** Set tasks **
A. Please repeat the chat template error post word for word, everything from "ValueError: Cannot use" down to "Python (no CLI).".
B. Carry on the chat template error post, picking up after its last line.

** Passage given **
ValueError: Cannot use chat template functions because tokenizer.chat_template is not set and no template argument was passed! For information about writing templates and setting the tokenizer.chat_template attribute

Running this:

"""
RabbitLLM quickstart — use the library directly from Python (no CLI).

Runs on any GPU with ≥4 GB VRAM or on CPU.
"""

import warnings

import torch
from rabbitllm import AutoModel

# ── Device ────────────────────────────────────────────────────────────────────
with warnings.catch_warnings():
    warnings.filterwarnings("ignore", message=".*CUDA.*unknown error.*", category=UserWarning)
    device = "cuda:0" if torch.cuda.is_available() else "cpu"

Labeled-object pointing entries:
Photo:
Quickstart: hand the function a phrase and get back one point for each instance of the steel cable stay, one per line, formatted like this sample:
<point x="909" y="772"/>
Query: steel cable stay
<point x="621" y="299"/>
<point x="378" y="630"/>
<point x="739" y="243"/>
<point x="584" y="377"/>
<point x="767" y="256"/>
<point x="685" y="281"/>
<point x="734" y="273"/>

** Answer set **
A.
ValueError: Cannot use chat template functions because tokenizer.chat_template is not set and no template argument was passed! For information about writing templates and setting the tokenizer.chat_template attribute

Running this:

"""
RabbitLLM quickstart — use the library directly from Python (no CLI).

B.
# ── Load model ────────────────────────────────────────────────────────────────
# compression: "4bit" (default, fastest, ~¼ RAM), "8bit", or None (bfloat16)
# cache_layers: number of layers to keep pinned in CPU RAM — speeds up decode
#               (e.g. 30 for a 72B model on 32 GB RAM)
model = AutoModel.from_pretrained(
    "unsloth/Meta-Llama-3.1-8B",
    device=device,
    compression="4bit",
    # cache_layers=30,
)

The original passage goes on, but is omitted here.